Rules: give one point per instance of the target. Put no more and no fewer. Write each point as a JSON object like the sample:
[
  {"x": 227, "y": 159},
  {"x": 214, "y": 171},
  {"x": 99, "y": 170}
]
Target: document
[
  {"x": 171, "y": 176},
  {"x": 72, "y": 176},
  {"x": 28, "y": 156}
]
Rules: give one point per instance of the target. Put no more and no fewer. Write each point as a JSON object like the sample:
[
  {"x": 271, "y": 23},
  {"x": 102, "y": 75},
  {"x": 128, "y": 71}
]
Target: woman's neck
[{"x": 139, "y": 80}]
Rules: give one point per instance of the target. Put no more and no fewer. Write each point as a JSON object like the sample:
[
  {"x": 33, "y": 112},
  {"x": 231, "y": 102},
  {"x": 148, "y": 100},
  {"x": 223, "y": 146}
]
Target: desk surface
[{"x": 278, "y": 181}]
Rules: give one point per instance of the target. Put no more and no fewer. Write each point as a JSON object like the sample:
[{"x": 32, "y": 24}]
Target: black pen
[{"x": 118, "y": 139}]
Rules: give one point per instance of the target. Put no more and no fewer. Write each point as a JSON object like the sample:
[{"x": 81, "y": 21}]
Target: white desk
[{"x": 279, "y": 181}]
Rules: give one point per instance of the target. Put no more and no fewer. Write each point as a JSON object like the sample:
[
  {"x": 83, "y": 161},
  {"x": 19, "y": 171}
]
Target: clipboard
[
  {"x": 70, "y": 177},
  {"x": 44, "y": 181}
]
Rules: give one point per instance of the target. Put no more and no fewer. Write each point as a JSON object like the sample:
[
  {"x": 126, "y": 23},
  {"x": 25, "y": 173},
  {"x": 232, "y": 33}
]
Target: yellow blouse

> _Work request_: The expected response is the full set of records, reproduced exactly.

> _Solution to the exercise_:
Rules: give one point per instance of the target. Put no more and no fewer. Write each point as a JSON object like the sample:
[
  {"x": 227, "y": 159},
  {"x": 214, "y": 171},
  {"x": 99, "y": 170}
]
Target: document
[
  {"x": 171, "y": 176},
  {"x": 72, "y": 176},
  {"x": 28, "y": 156}
]
Rules: give one point per instance of the target. Put no more and no fewer. Write each point as a JSON object like the sample:
[
  {"x": 271, "y": 23},
  {"x": 102, "y": 75},
  {"x": 128, "y": 71}
]
Target: woman's neck
[{"x": 139, "y": 80}]
Rules: give one point per instance of the target. Put no more and no fewer. Write each point as a JSON object like the sample:
[
  {"x": 33, "y": 112},
  {"x": 231, "y": 102},
  {"x": 148, "y": 100},
  {"x": 223, "y": 146}
]
Target: desk surface
[{"x": 278, "y": 181}]
Rules: give one point per instance of the target. Put no more and no fewer. Write each point as a JSON object like the sample:
[{"x": 32, "y": 24}]
Target: black pen
[{"x": 118, "y": 139}]
Rules: give one point per instance of the target. Put no more and no fewer. Write each point as a JSON object like the sample:
[{"x": 81, "y": 21}]
Target: white desk
[{"x": 279, "y": 181}]
Rules: give one point per instance of the target. Put no more and no fewer. Write each point as a JSON object like the sample:
[
  {"x": 83, "y": 161},
  {"x": 19, "y": 171}
]
Target: clipboard
[
  {"x": 70, "y": 177},
  {"x": 44, "y": 181}
]
Rules: give one point per instance of the target. Put no more and no fewer. Write each point as a JSON object like the sample:
[
  {"x": 126, "y": 23},
  {"x": 25, "y": 173},
  {"x": 232, "y": 33}
]
Target: yellow blouse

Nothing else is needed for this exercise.